TEXT SHOWN =
·····

Trans. Nonferrous Met. Soc. China 25(2015) 2165-2171

As-cast structure and tensile properties of AZ80 magnesium alloy DC cast with low-voltage pulsed magnetic field

Tian-jiao LUO, Huan-ming JI, Jie CUI, Fu-ze ZHAO, Xiao-hui FENG, Ying-ju LI, Yuan-sheng YANG

Institute of Metal Research, Chinese Academy of Sciences, Shenyang 110016, China

Received 28 August 2014; accepted 28 December 2014

Abstract:

The effects of a low-voltage pulsed magnetic field on the solidified structure and mechanical properties of DC casting AZ80 magnesium alloy were investigated. The results showed that the solidified structure of the DC casting AZ80 magnesium alloy was refined obviously by the low-voltage pulsed magnetic field and significant grain refinement in the DC casting ingot of AZ80 magnesium alloy was achieved. Meanwhile, the morphology of the dentritic in the DC casting ingot was transformed from coarse dentritic to fine rosette with the application of low-voltage pulsed magnetic field. The ability of deformation of the ingot was enhanced and especially the plasticity of the ingot center after upsetting was improved greatly by more than 80% after deformation.

Key words:

AZ80 magnesium alloy; DC casting; pulsed magnetic field; grain refinement;

1 Introduction

Direct chill (DC) casting is a type of continuous casting developed in the 1930s in Germany and in the 1940s in the USA as an improvement replacing the process of casting extrusion and rolling ingots in permanent moulds [1]. DC casting is a widely used continuous casting process, producing non-ferrous alloy ingots for remelt, extrusion and rolling. Under common DC casting conditions, as-cast structures of magnesium alloys are usually composed of developed dendrites and coarse grains, which results in poor mechanical properties.

Grain refinement of the as-cast magnesium alloys is beneficial not only to the improvement of the strength but to the plastic deformation capacity, which is beneficial to extrusion, rolling and forging of the alloys. Modification by alloying is considered as one of the most effective approaches to refine magnesium alloys. Zirconium is often added into magnesium alloys that contain little (impurity level) or no Al, Si, Mn, Ni and Fe as a potent grain refiner to improve the mechanical properties [2]. Superheating and carbon inoculation have been reported to be effective for Mg-Al alloys [3-5], but it is considered that until to now no effective grain refiner for Mg-Al system alloys can be accepted. It was reported that the rare earth (RE) can refine the grain of metal materials [6-9]; however, the higher cost restricts the application on a large scale. Furthermore, modification by alloying changes the compositions of the alloys. Thus, effective approaches to refine the grain alloys without changing the alloy compositions are expected.

·····

TASK REQUIREMENTS = Copy, word for word, the stretch of the magnesium alloy article from "Institute of Metal" through "80% after deformation.". The material placed after the magnesium alloy article is not needed.

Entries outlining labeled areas
·····

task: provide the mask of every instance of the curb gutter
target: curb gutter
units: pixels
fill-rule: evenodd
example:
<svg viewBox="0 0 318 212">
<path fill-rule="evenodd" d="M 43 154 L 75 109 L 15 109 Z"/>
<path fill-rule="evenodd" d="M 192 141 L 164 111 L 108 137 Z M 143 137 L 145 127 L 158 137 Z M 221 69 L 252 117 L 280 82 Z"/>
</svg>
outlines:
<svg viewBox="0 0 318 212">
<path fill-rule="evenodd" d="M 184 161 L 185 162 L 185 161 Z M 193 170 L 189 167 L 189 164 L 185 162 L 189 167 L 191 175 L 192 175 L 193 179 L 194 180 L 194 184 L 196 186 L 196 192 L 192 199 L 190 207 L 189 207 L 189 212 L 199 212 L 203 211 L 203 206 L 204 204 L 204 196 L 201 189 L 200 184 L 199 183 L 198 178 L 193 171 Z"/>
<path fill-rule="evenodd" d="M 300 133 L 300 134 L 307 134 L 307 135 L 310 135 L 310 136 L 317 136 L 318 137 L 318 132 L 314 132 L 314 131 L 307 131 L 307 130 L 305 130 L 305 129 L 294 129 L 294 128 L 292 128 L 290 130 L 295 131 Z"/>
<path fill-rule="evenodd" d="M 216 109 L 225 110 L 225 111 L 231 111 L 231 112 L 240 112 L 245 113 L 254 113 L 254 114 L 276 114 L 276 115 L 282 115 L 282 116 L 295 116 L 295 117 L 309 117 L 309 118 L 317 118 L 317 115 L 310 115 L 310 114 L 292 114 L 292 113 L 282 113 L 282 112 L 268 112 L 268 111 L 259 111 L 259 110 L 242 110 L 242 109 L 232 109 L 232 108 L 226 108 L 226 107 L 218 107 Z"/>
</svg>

·····

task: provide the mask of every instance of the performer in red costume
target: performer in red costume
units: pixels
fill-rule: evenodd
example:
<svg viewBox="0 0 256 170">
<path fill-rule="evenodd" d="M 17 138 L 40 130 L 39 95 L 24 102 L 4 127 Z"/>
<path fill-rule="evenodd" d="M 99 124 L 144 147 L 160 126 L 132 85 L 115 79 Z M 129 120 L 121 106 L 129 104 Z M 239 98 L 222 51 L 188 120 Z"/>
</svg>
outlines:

·····

ANSWER BELOW =
Institute of Metal Research, Chinese Academy of Sciences, Shenyang 110016, China

Received 28 August 2014; accepted 28 December 2014

Abstract:

The effects of a low-voltage pulsed magnetic field on the solidified structure and mechanical properties of DC casting AZ80 magnesium alloy were investigated. The results showed that the solidified structure of the DC casting AZ80 magnesium alloy was refined obviously by the low-voltage pulsed magnetic field and significant grain refinement in the DC casting ingot of AZ80 magnesium alloy was achieved. Meanwhile, the morphology of the dentritic in the DC casting ingot was transformed from coarse dentritic to fine rosette with the application of low-voltage pulsed magnetic field. The ability of deformation of the ingot was enhanced and especially the plasticity of the ingot center after upsetting was improved greatly by more than 80% after deformation.